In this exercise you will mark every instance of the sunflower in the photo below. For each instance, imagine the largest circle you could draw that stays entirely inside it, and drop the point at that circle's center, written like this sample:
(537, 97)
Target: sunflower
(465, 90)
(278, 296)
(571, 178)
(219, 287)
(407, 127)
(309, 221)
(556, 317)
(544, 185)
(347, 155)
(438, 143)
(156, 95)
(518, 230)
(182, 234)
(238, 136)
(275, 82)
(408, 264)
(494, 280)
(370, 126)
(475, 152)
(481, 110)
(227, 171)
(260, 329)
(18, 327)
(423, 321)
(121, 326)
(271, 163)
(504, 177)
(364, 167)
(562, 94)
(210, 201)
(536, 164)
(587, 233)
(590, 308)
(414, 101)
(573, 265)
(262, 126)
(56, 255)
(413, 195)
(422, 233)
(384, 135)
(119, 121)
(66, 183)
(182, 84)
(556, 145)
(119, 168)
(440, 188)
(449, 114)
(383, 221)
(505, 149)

+++

WHAT YOU ARE ASKED TO DO ▸
Could you copy the whole listing above, word for word and line for line?

FINAL RESULT ▸
In this exercise you will mark every instance of the sunflower in the photo below. For each instance, imagine the largest circle you could draw that stays entirely inside it, and drop the point at that circle's center, written like this sample:
(537, 97)
Target: sunflower
(465, 90)
(278, 296)
(571, 178)
(219, 287)
(407, 127)
(309, 221)
(556, 317)
(544, 185)
(347, 155)
(438, 143)
(156, 95)
(518, 230)
(182, 234)
(238, 136)
(275, 82)
(408, 264)
(494, 280)
(370, 126)
(475, 152)
(481, 110)
(227, 171)
(260, 329)
(18, 327)
(423, 321)
(121, 326)
(271, 163)
(504, 177)
(364, 167)
(562, 94)
(210, 201)
(536, 164)
(587, 233)
(590, 308)
(414, 101)
(573, 265)
(262, 126)
(56, 255)
(413, 195)
(422, 233)
(384, 135)
(119, 121)
(66, 183)
(182, 84)
(556, 145)
(119, 168)
(440, 188)
(449, 114)
(383, 221)
(505, 149)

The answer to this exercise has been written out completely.